---------- Supplied records ----------

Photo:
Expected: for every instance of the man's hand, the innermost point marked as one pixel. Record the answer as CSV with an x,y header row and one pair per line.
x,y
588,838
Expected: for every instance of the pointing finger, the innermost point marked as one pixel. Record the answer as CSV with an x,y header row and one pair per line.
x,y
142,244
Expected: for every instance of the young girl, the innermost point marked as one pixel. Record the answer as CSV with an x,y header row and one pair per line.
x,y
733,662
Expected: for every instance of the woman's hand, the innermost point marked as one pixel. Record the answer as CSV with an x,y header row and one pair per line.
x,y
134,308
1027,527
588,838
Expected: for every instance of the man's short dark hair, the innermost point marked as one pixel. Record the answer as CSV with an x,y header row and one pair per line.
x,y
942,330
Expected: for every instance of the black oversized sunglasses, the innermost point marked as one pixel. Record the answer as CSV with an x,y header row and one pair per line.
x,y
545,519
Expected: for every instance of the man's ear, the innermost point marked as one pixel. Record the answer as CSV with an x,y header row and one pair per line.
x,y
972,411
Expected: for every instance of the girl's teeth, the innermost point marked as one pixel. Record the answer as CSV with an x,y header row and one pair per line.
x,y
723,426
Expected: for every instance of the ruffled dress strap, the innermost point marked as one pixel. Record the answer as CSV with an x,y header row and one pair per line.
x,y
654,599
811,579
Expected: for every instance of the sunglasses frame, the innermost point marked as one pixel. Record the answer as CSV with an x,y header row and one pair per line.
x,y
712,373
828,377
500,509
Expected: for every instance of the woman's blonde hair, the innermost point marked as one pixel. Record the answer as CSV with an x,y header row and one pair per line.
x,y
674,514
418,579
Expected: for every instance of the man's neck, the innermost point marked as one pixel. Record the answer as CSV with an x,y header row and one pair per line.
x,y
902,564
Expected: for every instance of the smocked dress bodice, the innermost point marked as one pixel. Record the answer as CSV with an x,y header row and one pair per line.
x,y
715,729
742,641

----------

» Work required:
Update the records above by changing every "innermost point" to "central point" and leaving everything else as it is.

» Exercise response:
Photo:
Expected: for every instance of the man's hand, the central point marked as one pixel. Record the answer as CSV with an x,y header row and one pair per line.
x,y
588,838
Expected: for every instance of the pointing finger, the central point marked as one pixel. Record the answer as CSV with an x,y header row and one pair per line.
x,y
142,244
Expected: for every instance of the young girl, the central point marked as one pixel. Record the answer as CSV with an x,y header row and one pair per line.
x,y
733,662
Expected: for every instance of the woman's hand, the central point marked as one pixel. Record the answer as CSV with an x,y header row and one pair per line.
x,y
134,308
1027,527
588,838
Expected: for every instance of the man's short dark hair, the central point marked as one pixel. Record the answer as CSV with an x,y header row and one pair per line.
x,y
942,330
Expected: for every instance of the black oversized sunglasses, the central point marked as one pixel. Record the answer as CSV with an x,y header row and one pair per line.
x,y
545,519
Expected: for every instance of the man's ear, the central point marked as one pixel. Record the answer as CSV with an x,y header row and one pair per line.
x,y
972,411
Expected: for every instance of the girl's teeth, the central point marked as one pixel. Record the answer as CSV with an x,y header row and one pair per line.
x,y
723,426
Expected: for every instance of the ruffled dress strap, the central point marked as one pixel. Record the answer as CSV with an x,y header row and one pair per line.
x,y
654,599
811,579
Expected: for every instance of the sunglasses frame, the central point marked as one pixel. Record the answer as CSV with an x,y header row and one pair per line.
x,y
712,373
828,377
500,509
Expected: for every instance of the woman's blonde hair, the central point marked as one pixel. Record the answer as CSV with an x,y header row and one pair per line.
x,y
674,514
418,579
Expected: for every instance of the man's neck, the central point marked as one pixel. Record the answer as CSV with an x,y header row and one pair per line.
x,y
902,564
Expected: for every instance of the smocked dress bodice, the central point marked as one pixel. Record the answer as CSV with an x,y header row and one pair per line.
x,y
715,729
742,641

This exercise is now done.